* **STATED PROBLEM**
Rewrite all of the following rows, requests included, shifting every coordinate in the polygon answers up by 129, and omit the pictures from your answer.

* **EXCERPTED RECORDS**
==*==

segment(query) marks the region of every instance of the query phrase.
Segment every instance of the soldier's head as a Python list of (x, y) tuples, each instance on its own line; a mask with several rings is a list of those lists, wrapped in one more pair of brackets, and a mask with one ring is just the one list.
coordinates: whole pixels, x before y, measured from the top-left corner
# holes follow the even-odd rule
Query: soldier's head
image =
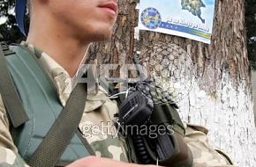
[(117, 19), (117, 0), (30, 0), (29, 34), (43, 28), (91, 41), (108, 39)]

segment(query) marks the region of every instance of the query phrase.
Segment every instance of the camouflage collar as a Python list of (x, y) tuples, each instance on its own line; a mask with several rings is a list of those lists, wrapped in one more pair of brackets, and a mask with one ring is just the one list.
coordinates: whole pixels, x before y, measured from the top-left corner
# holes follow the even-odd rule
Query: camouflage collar
[[(90, 80), (87, 84), (87, 91), (89, 95), (88, 98), (98, 93), (99, 84), (95, 76), (96, 72), (93, 69), (93, 68), (79, 68), (77, 71), (77, 75), (75, 75), (73, 77), (71, 77), (68, 72), (45, 52), (37, 48), (34, 45), (26, 43), (24, 41), (21, 42), (20, 45), (28, 48), (38, 58), (41, 66), (43, 68), (55, 84), (59, 100), (64, 106), (65, 105), (71, 91), (76, 84), (78, 82), (83, 81), (83, 78), (81, 78), (83, 76), (81, 73), (87, 73), (87, 76), (91, 76), (87, 77), (87, 79)], [(81, 62), (81, 64), (83, 63)]]

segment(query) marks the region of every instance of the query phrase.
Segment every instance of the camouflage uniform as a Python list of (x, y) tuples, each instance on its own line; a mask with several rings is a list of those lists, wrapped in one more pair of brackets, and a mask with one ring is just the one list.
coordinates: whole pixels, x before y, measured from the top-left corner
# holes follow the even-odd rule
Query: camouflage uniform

==*==

* **RESPONSE BELOW**
segment(query) marks the region of every instance of the query phrase.
Segment every instance of the soldier's head as a Python list of (x, y) tuples, each instance on its own line; a mask with several rings is a list of those lists, wrapped in one more pair of brackets, and a mask with one ring is just the one list.
coordinates: whole pixels, x before y, measured from the top-left corner
# holes follow the even-odd rule
Query: soldier's head
image =
[(246, 148), (246, 129), (159, 129), (158, 163), (172, 157), (220, 170), (237, 168)]

segment(query) marks the region of every instance of the query phrase.
Segment every instance of the camouflage collar as a Python list of (x, y) tuples, each instance on its own line; a mask with several rings is a list of those lists, wrapped in one more pair of brackets, and a mask with one ring is just the one list.
coordinates: whole pixels, x before y, measured from the top-left corner
# holes follow the even-odd rule
Query: camouflage collar
[[(219, 209), (216, 213), (216, 220), (218, 224), (217, 227), (227, 222), (228, 213), (224, 205), (225, 201), (222, 198), (222, 197), (208, 197), (206, 200), (206, 204), (204, 204), (202, 206), (200, 206), (197, 201), (174, 181), (166, 177), (163, 174), (155, 172), (153, 170), (150, 171), (149, 174), (157, 177), (167, 187), (170, 195), (172, 197), (184, 213), (188, 229), (193, 235), (194, 234), (200, 220), (205, 213), (207, 211), (212, 210), (212, 207), (210, 207), (212, 205), (210, 202), (216, 202), (216, 205), (220, 205), (216, 206), (216, 208)], [(210, 191), (210, 193), (212, 192)]]

segment(query) marks the region of every instance of the query phrase.
Segment every instance of the camouflage uniform as a Python list of (x, y) tuples, each instance on its own line; a mask with several rings is a list of those lists, wrapped in one more pair of brackets, and a mask with one ring is just the one list.
coordinates: whole pixels, x before y, measured from the top-left corner
# holes follow the even-odd rule
Query: camouflage uniform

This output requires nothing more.